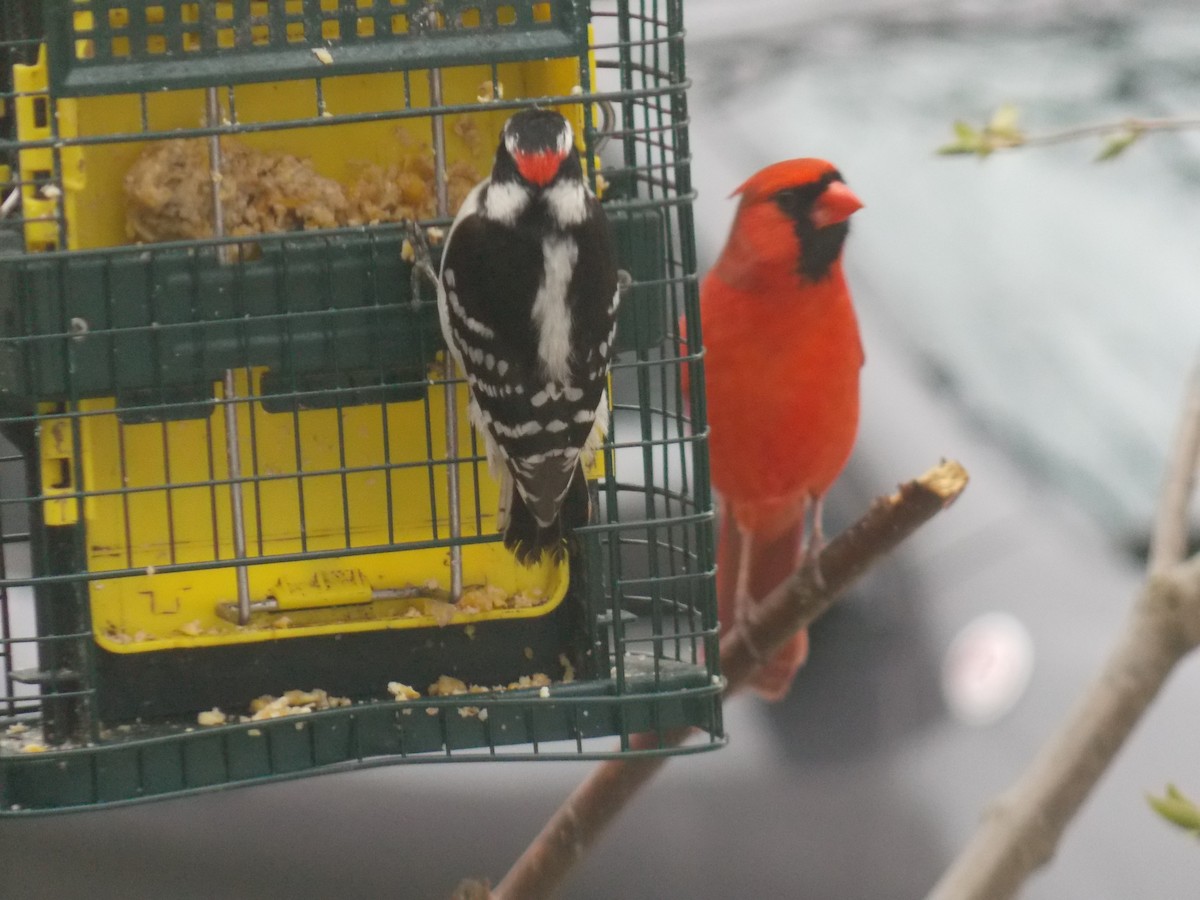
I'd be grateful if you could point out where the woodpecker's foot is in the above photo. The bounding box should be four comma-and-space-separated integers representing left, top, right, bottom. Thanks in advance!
401, 219, 439, 295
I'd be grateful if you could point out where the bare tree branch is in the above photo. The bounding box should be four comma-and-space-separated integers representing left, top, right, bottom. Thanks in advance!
928, 362, 1200, 899
1149, 358, 1200, 574
492, 460, 969, 900
451, 880, 493, 900
927, 554, 1200, 900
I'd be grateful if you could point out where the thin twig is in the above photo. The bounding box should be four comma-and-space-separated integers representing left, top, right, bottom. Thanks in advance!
940, 111, 1200, 159
1017, 116, 1200, 149
1149, 357, 1200, 574
492, 461, 969, 900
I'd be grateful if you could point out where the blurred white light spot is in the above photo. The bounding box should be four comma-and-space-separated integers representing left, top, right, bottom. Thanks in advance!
942, 612, 1034, 726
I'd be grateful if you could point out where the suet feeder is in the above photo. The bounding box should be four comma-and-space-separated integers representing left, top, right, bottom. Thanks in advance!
0, 0, 718, 813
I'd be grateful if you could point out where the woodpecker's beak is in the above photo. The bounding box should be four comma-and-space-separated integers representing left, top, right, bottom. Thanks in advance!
513, 149, 567, 187
809, 181, 863, 229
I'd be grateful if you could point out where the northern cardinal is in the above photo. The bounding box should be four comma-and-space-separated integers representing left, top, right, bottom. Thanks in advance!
699, 159, 864, 700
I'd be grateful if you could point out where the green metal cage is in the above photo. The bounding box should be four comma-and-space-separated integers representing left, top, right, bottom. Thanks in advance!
0, 0, 718, 814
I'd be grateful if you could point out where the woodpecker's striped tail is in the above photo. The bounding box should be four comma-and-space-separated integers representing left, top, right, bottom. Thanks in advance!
503, 462, 591, 566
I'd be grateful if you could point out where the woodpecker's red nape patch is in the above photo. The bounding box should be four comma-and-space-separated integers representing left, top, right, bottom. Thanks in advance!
514, 149, 565, 187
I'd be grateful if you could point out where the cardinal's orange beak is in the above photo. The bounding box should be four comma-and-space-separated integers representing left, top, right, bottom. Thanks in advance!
810, 181, 864, 229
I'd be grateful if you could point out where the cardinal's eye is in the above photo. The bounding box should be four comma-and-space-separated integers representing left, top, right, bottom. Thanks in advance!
773, 185, 822, 220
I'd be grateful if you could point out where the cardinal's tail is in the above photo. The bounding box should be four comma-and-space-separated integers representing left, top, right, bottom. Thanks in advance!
716, 502, 809, 701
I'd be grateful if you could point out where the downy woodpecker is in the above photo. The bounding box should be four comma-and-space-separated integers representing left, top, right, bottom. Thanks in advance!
438, 109, 619, 564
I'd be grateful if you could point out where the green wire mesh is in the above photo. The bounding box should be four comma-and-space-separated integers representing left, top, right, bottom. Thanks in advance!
46, 0, 589, 96
0, 0, 719, 814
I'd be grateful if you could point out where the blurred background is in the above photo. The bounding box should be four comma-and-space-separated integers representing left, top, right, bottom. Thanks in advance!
5, 0, 1200, 896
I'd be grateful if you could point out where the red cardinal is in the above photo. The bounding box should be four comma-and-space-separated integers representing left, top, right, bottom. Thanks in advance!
699, 159, 864, 700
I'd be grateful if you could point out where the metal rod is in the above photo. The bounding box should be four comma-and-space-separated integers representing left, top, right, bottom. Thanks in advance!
430, 74, 450, 218
206, 87, 253, 625
205, 88, 225, 244
214, 582, 454, 619
429, 66, 462, 602
222, 370, 253, 625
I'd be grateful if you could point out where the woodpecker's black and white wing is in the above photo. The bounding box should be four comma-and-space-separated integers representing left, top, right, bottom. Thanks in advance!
438, 116, 619, 564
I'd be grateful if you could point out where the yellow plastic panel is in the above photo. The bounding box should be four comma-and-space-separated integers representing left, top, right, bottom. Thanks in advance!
12, 47, 82, 252
79, 368, 486, 566
39, 411, 93, 526
93, 544, 568, 654
13, 51, 589, 250
83, 369, 568, 653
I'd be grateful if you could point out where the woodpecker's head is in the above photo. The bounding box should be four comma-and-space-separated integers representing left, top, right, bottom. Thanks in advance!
727, 158, 863, 284
496, 109, 579, 188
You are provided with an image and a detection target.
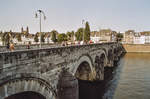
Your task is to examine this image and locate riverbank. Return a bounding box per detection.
[123,44,150,52]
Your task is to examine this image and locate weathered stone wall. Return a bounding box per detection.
[123,44,150,52]
[0,42,123,99]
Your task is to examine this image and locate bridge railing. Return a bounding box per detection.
[0,44,58,52]
[0,42,117,52]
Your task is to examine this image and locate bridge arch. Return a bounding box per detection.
[100,53,107,68]
[73,55,96,81]
[96,49,108,66]
[94,52,107,80]
[0,74,56,99]
[75,61,94,80]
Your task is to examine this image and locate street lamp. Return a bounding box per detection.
[82,19,85,44]
[35,10,46,48]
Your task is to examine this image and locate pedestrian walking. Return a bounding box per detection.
[27,42,31,49]
[6,43,10,49]
[10,43,14,51]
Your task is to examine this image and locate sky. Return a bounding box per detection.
[1,0,150,33]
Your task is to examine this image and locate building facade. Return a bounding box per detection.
[124,30,150,44]
[0,27,54,46]
[90,29,117,43]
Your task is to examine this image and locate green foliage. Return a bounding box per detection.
[57,33,67,42]
[51,30,58,42]
[16,34,22,42]
[1,34,5,44]
[34,34,39,43]
[66,31,74,41]
[41,33,45,43]
[116,33,123,42]
[2,32,11,45]
[75,28,83,41]
[84,21,91,41]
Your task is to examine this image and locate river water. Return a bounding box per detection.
[104,53,150,99]
[79,53,150,99]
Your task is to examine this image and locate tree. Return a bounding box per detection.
[2,32,11,45]
[71,31,75,41]
[34,34,39,43]
[57,33,67,42]
[84,21,91,42]
[1,33,6,45]
[66,31,74,41]
[41,33,45,43]
[116,33,123,42]
[16,34,22,42]
[51,30,57,43]
[75,28,83,41]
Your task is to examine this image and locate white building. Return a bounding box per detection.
[124,31,150,44]
[140,32,150,44]
[145,36,150,44]
[90,35,101,43]
[133,33,145,44]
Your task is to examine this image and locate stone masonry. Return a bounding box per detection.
[0,42,123,99]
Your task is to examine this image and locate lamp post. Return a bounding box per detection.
[82,19,85,44]
[35,10,46,48]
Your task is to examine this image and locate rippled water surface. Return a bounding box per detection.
[104,53,150,99]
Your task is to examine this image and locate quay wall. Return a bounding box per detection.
[123,44,150,52]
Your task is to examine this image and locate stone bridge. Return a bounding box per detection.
[0,42,123,99]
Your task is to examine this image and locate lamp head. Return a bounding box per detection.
[38,10,42,13]
[44,16,46,20]
[35,13,38,18]
[82,19,85,24]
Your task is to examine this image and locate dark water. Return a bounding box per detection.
[104,53,150,99]
[5,91,46,99]
[80,53,150,99]
[79,80,105,99]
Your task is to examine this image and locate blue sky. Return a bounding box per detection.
[1,0,150,33]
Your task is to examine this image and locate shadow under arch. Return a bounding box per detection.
[77,54,107,99]
[5,91,46,99]
[96,48,108,67]
[75,61,94,81]
[100,52,107,67]
[71,54,95,81]
[108,49,113,60]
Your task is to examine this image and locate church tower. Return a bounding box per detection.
[21,27,23,33]
[26,26,29,33]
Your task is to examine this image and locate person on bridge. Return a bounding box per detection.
[6,43,10,50]
[27,42,31,49]
[9,43,14,51]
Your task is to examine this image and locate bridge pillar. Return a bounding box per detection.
[104,67,114,81]
[58,70,78,99]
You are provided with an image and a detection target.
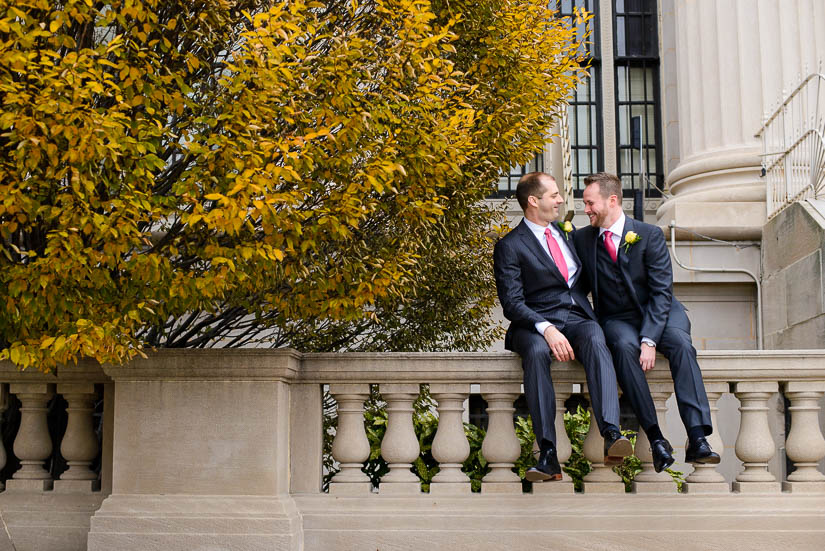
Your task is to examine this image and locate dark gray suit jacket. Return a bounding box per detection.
[493,220,597,351]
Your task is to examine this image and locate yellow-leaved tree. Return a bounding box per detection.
[0,0,589,371]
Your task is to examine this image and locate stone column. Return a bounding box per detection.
[534,384,574,494]
[430,384,471,494]
[329,384,372,495]
[480,384,522,494]
[0,384,8,492]
[7,383,55,491]
[581,389,624,494]
[54,383,100,492]
[633,384,676,493]
[659,0,825,239]
[379,384,421,494]
[683,382,729,493]
[783,381,825,493]
[732,381,781,493]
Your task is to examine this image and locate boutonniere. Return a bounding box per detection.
[623,231,641,253]
[558,221,573,240]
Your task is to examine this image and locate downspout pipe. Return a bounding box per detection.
[668,222,763,350]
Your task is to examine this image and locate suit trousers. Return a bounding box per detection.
[601,317,712,435]
[510,308,621,452]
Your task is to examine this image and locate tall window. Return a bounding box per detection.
[553,0,602,194]
[494,155,545,198]
[614,0,663,196]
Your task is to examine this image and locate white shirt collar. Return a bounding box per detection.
[524,217,559,236]
[599,213,626,238]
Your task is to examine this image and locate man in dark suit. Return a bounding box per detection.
[494,172,630,482]
[574,172,719,473]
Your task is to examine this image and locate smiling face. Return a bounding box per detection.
[582,182,619,229]
[527,176,564,226]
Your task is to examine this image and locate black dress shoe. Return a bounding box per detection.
[650,439,675,473]
[685,437,721,464]
[603,429,633,466]
[525,446,562,482]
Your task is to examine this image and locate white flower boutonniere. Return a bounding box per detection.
[558,221,573,240]
[623,231,641,253]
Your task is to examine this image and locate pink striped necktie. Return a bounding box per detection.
[544,227,568,282]
[603,230,618,263]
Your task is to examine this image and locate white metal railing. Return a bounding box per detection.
[757,72,825,219]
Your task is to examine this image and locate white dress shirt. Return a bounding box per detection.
[523,218,578,336]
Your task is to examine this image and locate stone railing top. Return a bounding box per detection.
[0,349,823,385]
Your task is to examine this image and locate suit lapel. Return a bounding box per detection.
[617,217,641,309]
[515,220,567,286]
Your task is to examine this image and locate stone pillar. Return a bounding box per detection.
[732,381,781,493]
[379,384,421,494]
[783,382,825,493]
[684,382,729,494]
[7,383,55,491]
[659,0,825,239]
[480,384,522,494]
[534,384,574,494]
[0,384,8,492]
[54,383,100,492]
[633,384,676,493]
[430,384,471,494]
[328,384,372,495]
[581,390,624,493]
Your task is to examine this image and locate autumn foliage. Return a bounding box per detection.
[0,0,588,370]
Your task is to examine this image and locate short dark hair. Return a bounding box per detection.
[583,172,622,199]
[515,172,554,211]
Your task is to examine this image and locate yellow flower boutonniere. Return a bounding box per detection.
[623,231,641,253]
[558,221,574,240]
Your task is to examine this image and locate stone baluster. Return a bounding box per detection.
[633,384,676,493]
[54,384,101,492]
[684,383,729,493]
[430,384,471,494]
[379,384,421,494]
[783,382,825,493]
[480,384,522,494]
[534,384,574,494]
[7,383,55,491]
[581,390,624,493]
[0,384,8,492]
[732,381,781,493]
[329,384,372,495]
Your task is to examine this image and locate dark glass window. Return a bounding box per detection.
[614,0,663,197]
[493,155,545,198]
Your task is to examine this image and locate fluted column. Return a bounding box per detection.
[659,0,825,239]
[581,389,624,494]
[732,381,781,493]
[430,384,471,494]
[633,384,676,493]
[54,383,100,492]
[783,381,825,493]
[7,383,55,491]
[379,384,421,494]
[329,384,372,495]
[684,382,729,493]
[534,384,574,494]
[480,384,522,494]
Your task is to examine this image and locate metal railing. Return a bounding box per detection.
[756,72,825,219]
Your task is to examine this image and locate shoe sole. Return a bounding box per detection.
[525,470,563,483]
[688,454,721,465]
[606,438,634,458]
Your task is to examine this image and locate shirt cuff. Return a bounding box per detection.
[641,337,656,347]
[536,321,553,336]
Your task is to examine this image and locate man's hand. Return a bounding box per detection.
[639,342,656,372]
[544,326,575,362]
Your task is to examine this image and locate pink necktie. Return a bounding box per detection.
[603,230,618,263]
[544,227,569,282]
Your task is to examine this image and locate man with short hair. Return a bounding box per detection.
[494,172,630,482]
[574,172,719,473]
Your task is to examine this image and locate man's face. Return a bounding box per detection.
[582,183,613,228]
[531,177,564,225]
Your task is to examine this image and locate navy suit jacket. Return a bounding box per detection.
[573,217,689,344]
[493,220,597,351]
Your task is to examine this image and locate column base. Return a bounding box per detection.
[532,481,575,494]
[683,482,731,494]
[782,481,825,494]
[87,494,303,551]
[480,482,523,494]
[632,481,679,494]
[428,482,472,495]
[53,480,101,493]
[378,482,421,495]
[732,481,782,493]
[5,479,53,492]
[582,482,626,494]
[328,482,373,496]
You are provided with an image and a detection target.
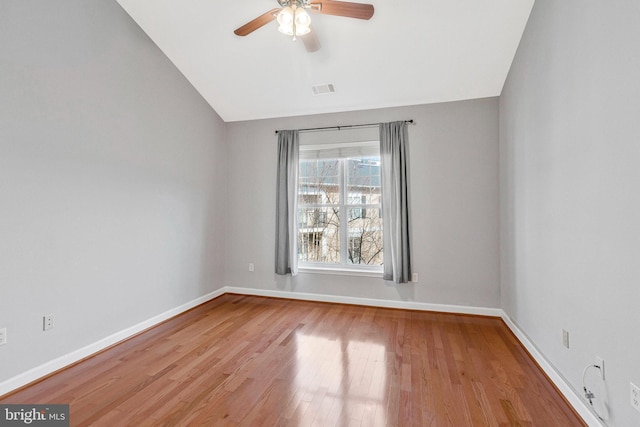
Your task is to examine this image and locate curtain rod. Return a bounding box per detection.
[275,119,414,134]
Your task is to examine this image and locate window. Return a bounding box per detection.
[297,141,383,272]
[276,122,411,282]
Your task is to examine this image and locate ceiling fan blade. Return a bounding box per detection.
[310,1,374,20]
[301,27,321,52]
[234,8,281,36]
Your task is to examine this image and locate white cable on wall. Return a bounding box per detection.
[582,363,609,422]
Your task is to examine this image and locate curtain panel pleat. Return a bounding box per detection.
[380,121,412,283]
[275,130,299,275]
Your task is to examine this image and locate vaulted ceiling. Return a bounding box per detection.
[116,0,534,122]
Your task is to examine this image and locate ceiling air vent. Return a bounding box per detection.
[311,83,336,96]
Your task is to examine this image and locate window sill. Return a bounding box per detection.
[298,266,383,278]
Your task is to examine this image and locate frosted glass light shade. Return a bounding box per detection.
[277,6,311,36]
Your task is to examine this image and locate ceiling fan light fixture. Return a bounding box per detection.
[277,4,311,37]
[294,8,311,32]
[277,6,293,26]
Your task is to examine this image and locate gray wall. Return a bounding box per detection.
[226,99,500,308]
[500,0,640,425]
[0,0,227,381]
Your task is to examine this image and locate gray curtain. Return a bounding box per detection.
[380,121,412,283]
[275,130,299,275]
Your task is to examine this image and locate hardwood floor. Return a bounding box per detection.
[1,294,585,426]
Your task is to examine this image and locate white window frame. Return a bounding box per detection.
[297,141,383,277]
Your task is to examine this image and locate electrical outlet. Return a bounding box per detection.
[631,382,640,413]
[43,315,54,331]
[0,328,6,346]
[562,329,570,349]
[411,273,418,282]
[595,356,605,380]
[249,263,254,272]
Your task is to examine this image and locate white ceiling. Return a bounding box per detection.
[116,0,534,122]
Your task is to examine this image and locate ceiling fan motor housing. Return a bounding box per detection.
[278,0,310,7]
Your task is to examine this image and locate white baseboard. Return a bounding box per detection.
[0,288,226,397]
[501,314,605,427]
[223,286,503,317]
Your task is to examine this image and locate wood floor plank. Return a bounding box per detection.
[1,294,586,426]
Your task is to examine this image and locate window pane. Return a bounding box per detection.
[299,159,340,204]
[298,154,383,270]
[298,207,340,263]
[347,208,383,266]
[347,157,381,205]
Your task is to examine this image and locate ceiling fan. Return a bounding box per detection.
[234,0,374,52]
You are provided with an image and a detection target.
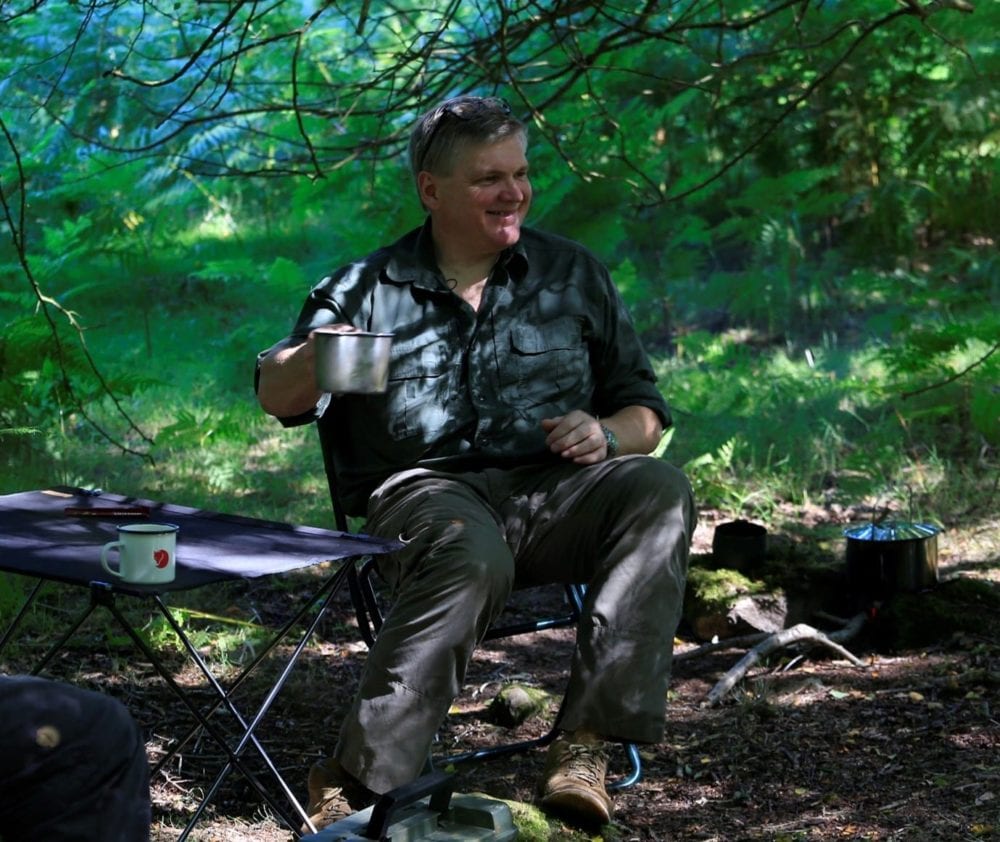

_ _ _

▶ _Problem_
Without the pictures, repeat the line with "Your task is to examine this image and locate wood" and every line after it to the end of the listing, and nothing else.

▶ _Reply_
Your task is to examine this image and locate wood floor plank. Return a bounding box per detection.
[1,294,586,426]
Your task is to examine this image and locate window pane. Return a bounding box per detection.
[299,159,340,204]
[298,154,383,270]
[298,207,340,263]
[347,208,383,266]
[347,157,381,205]
Your task is to examine this image and locate ceiling fan. Return a bounding box per detection.
[234,0,374,52]
You are provided with an image and a detection target.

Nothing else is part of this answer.